_ESTRATTO_.
######

Doppio Gioco (Shadow Dancer, James Marsh, 2012)

Quant'è difficile essere mamme in carriera, Colette lo sa. Se poi la carriera è quella di terrorista nell'IRA, in una cellula che è una piccola impresa di famiglia, prima o poi un guaio ti capita. Non puoi neanche dire a tuo figlio ciao, torno a fine settimana perché devo piazzare una bomba nella metro di Londra. E poi ti distrai, ti dimentichi di attivare il timer, ti fai prendere dai tizi dell'antiterrorismo che ti propongono di fare il doppio gioco, e a quel punto il casino si triplica: mamma, terrorista IRA e doppiogiochista di Sua Maestà, mai un momento per te. Che vita di merda, alzarsi al mattino, preparare la colazione, calzare il passamontagna, tradire i fratelli senza farsi ammazzare... C'è un modo per uscirne? Certo che c'è, Colette. Magari però ci ha già pensato qualcun altro prima. Doppio gioco è un film lento, di una lentezza inespressiva: non è che mostrando tutti i corridoi che deve attraversare l'agente Clive Owen ti si aumenti in qualche modo la suspense... (continua su +eventi!)


Il film è ambientato nel ’93, quindi lei fa in tempo a dimettersi dall’antiterrorismo e ottenere un incarico speciale all’FBI e la continuity è salva.
Il fatto è che Doppio Gioco è quel classico film lento per il puro gusto di esserlo: così lento che mentre lo guardi vorresti fare l’esperimento di prenderne una copia e tagliare un fotogramma su due. Si salverebbero quasi tutti i dialoghi e gli snodi dell’intreccio, andrebbero persi un sacco di silenzi, scale e corridoi. E avremmo un film tv da 45 minuti, perfetto per una prima serata con tre break pubblicitari. Poi magari bisognerebbe stare attenti davvero a tutto quel che succede sullo schermo. Invece Doppio gioco è così lento che finisce in una nuova categoria, film che puoi guardare mentre scarichi la posta e controlli gli aggiornamenti sui social. Tanto nella saletta piccola del Cinelandia di Borgo, alle dieci e mezza, chi vuoi che si lamenti. Ti siedi in fondo e puoi persino farti una partita a ruzzle mentre Colette riflette se tradire o no i fratelli terroristi. Magari ti perdi un paio di scambi di sguardi intensi, pazienza, tanto se non sei un deficiente totale hai già capito chi è il secondo infiltrato mezz’ora prima di Clive Owen –  che di conseguenza non è che faccia fare all’antiterrorismo britannico una gran figura. Ma la debolezza sta nella storia. Il solito problema: nel romanzo di Tom Bradby c’era ciccia per cinquanta minuti, ma per andare in sala ce ne volevano ottanta. James Marsh è un bravo regista – ha stra-meritato l’Oscar per il suo documentario Man on Wire, sul folle acrobata che camminò su un filo sospeso tra le Twin Towers – ma non ha i mezzi per mantenere l’attenzione più di quanto la storia non meriti.

######

_COMPITO_.
Elenca tutti i nomi propri di persona, reali o di personaggi, presenti nella recensione di Doppio Gioco. I dati sono materiale a parte, distinto dalla recensione di Doppio Gioco.

_DATI ESTRATTI_.

######

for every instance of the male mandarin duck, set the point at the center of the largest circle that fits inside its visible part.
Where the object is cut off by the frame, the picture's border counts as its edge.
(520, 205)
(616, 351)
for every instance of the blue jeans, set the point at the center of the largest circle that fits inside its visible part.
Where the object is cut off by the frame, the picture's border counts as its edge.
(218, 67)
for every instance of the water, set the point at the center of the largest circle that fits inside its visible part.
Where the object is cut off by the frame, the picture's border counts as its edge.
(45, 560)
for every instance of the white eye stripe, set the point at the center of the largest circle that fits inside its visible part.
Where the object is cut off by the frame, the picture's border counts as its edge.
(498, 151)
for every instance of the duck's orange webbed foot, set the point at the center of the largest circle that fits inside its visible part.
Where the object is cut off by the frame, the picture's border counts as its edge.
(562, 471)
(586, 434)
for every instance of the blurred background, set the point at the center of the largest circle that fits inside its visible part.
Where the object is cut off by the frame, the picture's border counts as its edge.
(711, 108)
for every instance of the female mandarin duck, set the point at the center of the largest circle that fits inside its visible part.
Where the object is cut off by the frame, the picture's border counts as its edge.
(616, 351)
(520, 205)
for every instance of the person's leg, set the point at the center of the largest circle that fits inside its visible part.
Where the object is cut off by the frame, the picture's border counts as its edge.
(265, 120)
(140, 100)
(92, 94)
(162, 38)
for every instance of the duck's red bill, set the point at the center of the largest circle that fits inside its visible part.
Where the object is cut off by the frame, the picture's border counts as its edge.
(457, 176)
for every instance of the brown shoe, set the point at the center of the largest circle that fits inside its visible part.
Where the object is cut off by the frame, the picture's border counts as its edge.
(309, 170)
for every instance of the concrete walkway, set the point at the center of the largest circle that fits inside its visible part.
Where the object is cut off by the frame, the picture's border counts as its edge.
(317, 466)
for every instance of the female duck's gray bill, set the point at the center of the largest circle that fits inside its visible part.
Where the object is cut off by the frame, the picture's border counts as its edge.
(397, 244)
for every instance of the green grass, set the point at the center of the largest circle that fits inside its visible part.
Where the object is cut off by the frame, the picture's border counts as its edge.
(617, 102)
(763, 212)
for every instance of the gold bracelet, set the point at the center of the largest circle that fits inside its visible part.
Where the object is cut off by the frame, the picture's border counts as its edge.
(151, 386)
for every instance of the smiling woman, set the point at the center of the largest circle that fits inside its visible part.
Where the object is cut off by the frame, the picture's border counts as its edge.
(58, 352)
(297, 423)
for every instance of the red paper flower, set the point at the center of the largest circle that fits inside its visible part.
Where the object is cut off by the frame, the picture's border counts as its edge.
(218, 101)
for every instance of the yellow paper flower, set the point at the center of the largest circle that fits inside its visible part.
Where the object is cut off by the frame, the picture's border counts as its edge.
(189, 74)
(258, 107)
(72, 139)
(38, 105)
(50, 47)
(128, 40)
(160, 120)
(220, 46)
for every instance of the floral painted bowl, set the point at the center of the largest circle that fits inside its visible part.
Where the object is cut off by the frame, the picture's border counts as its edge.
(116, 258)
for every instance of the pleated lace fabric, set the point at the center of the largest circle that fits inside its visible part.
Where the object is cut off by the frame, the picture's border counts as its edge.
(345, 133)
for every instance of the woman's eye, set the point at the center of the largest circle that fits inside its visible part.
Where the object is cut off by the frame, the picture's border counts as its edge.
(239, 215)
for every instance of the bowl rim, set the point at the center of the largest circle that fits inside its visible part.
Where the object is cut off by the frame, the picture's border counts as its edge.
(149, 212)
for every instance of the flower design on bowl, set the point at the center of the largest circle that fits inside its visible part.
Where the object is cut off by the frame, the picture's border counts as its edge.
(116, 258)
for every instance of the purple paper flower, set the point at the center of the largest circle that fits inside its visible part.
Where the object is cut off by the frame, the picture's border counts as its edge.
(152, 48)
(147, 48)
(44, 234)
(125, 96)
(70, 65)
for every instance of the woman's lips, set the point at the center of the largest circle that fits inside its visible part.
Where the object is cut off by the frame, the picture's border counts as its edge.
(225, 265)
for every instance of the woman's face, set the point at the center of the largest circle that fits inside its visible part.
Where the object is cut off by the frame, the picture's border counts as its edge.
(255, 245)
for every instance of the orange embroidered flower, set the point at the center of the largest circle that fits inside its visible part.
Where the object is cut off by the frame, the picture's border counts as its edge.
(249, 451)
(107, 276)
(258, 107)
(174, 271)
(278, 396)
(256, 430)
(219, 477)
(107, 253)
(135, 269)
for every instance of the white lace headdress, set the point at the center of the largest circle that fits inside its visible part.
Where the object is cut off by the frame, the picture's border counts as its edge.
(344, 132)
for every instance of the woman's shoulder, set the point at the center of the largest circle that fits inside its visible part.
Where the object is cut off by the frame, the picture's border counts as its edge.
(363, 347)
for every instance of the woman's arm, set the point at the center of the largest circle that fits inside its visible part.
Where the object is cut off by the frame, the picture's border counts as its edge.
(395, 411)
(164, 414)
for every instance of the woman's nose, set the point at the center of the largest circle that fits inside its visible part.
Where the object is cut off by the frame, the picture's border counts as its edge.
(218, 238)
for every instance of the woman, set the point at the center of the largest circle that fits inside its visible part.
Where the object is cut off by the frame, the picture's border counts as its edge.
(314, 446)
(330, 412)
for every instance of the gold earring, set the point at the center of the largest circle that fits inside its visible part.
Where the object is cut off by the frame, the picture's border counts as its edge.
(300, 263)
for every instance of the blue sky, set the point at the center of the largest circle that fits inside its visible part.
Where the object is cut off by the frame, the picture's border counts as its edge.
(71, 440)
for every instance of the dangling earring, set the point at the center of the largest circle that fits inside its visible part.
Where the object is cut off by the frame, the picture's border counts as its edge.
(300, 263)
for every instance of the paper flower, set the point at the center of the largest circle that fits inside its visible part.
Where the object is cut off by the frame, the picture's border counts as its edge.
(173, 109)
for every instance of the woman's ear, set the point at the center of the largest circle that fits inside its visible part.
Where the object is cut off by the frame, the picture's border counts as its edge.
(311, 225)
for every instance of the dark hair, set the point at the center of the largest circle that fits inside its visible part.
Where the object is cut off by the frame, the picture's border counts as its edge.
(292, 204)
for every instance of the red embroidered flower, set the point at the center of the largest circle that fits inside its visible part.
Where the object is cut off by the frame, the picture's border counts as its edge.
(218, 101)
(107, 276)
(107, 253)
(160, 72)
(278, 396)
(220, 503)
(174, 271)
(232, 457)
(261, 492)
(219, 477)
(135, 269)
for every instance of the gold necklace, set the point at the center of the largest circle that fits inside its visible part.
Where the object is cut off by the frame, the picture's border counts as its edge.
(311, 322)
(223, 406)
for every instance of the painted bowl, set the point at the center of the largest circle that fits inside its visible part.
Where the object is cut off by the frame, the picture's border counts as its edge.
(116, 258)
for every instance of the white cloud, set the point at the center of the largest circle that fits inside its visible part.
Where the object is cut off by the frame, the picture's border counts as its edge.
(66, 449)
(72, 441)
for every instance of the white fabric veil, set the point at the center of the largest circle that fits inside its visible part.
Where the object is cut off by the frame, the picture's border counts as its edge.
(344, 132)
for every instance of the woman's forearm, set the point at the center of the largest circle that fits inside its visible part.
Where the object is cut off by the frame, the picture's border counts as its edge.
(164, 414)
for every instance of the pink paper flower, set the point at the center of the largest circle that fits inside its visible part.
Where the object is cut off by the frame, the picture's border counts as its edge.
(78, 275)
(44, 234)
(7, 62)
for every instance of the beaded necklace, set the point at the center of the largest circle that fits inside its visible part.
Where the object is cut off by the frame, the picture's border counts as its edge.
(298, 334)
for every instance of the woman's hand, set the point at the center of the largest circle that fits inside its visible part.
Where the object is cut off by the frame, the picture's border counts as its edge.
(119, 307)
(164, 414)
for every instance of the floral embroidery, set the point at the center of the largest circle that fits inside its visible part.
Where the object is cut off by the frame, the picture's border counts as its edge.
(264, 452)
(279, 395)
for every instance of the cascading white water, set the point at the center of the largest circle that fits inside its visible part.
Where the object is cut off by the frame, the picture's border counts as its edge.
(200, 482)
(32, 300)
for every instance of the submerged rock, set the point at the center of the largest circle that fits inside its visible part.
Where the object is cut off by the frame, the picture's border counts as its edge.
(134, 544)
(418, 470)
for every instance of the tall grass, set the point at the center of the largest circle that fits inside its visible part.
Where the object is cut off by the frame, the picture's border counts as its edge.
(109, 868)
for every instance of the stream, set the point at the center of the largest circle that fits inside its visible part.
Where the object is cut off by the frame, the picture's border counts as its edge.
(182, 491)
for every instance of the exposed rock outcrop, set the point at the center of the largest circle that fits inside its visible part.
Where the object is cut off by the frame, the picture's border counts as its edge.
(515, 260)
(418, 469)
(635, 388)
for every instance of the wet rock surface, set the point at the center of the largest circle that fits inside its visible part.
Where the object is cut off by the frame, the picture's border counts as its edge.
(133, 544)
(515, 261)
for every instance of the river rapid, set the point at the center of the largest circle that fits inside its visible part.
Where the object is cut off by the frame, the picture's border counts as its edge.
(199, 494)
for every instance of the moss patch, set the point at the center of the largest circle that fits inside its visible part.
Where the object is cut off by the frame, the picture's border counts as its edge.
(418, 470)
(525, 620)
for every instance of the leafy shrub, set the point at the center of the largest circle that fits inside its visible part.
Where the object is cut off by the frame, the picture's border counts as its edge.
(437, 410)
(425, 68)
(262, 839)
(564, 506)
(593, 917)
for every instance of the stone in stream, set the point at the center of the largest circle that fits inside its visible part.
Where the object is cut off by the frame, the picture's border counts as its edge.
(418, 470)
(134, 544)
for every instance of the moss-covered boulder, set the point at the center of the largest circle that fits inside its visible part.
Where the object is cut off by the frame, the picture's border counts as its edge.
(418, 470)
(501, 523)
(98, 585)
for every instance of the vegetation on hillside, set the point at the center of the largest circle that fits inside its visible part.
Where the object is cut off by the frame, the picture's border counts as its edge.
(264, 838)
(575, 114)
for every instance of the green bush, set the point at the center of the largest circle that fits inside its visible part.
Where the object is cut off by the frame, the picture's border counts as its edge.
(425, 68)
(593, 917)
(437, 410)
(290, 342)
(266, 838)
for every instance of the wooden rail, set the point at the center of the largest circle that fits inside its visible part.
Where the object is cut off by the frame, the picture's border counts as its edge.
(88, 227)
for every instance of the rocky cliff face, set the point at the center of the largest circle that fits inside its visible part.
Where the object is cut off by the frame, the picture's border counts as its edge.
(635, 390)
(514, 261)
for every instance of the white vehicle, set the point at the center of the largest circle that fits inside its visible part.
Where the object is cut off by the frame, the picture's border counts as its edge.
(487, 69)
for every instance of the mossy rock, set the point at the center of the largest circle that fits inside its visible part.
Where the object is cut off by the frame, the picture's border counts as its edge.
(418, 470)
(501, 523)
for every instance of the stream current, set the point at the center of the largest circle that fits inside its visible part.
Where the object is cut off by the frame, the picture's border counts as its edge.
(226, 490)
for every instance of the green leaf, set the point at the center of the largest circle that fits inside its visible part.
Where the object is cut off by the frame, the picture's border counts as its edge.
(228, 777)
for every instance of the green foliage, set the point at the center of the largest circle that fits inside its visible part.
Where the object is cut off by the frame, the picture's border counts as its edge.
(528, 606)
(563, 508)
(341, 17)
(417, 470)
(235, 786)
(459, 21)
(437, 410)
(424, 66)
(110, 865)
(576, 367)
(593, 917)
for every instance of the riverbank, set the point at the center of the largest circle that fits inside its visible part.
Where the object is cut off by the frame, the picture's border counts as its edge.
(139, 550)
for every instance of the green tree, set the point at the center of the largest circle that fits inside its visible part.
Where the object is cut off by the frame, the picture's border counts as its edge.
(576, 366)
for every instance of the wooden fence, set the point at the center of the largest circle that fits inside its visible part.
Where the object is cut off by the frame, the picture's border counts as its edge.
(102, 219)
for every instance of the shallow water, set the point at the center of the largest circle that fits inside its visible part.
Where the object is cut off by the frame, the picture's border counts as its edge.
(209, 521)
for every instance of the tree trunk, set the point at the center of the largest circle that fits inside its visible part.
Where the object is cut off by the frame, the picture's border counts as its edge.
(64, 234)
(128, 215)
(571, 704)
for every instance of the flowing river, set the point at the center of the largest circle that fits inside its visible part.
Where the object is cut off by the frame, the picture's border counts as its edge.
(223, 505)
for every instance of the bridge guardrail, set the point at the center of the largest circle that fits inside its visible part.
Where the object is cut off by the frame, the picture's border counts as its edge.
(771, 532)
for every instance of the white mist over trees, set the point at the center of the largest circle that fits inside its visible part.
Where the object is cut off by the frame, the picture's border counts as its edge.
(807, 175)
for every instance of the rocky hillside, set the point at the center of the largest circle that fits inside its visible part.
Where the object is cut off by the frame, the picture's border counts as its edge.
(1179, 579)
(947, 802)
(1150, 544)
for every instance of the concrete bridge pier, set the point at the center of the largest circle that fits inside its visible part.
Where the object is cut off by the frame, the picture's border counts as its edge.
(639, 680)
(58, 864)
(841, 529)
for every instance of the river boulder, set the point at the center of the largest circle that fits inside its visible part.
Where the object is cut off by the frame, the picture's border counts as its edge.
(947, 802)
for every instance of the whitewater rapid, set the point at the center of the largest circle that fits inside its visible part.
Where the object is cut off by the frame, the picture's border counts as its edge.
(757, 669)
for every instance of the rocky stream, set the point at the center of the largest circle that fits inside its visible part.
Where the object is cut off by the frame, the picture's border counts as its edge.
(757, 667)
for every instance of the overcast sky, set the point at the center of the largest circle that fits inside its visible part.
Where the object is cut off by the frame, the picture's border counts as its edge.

######

_RISPOSTA_.
Colette, James Marsh, Clive Owen, Tom Bradby